What you need to do
Find where "the gray wall." appears in the records below, then return that line and every later line exactly, stopping only at the last line.

******

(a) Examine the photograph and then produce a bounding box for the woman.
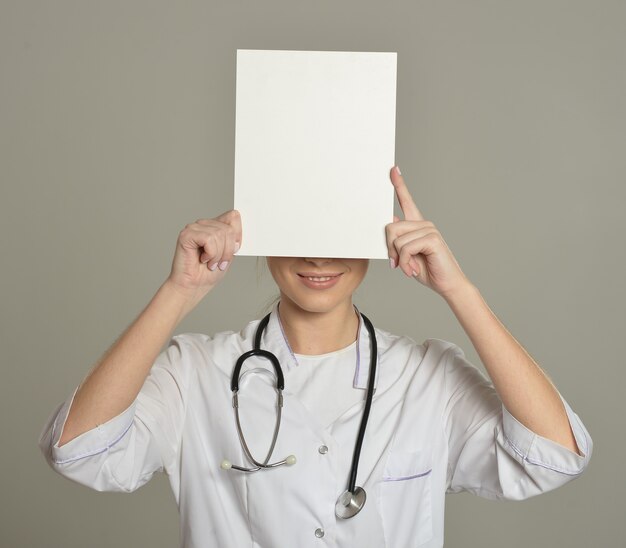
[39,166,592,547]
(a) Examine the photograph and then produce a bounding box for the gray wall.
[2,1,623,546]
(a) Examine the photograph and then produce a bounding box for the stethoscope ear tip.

******

Exercise result
(a) Examine the photograph and then produce a bounding box for the gray wall.
[2,1,623,546]
(a) Examine the photograph and then produce a bounding box for the stethoscope ear tip.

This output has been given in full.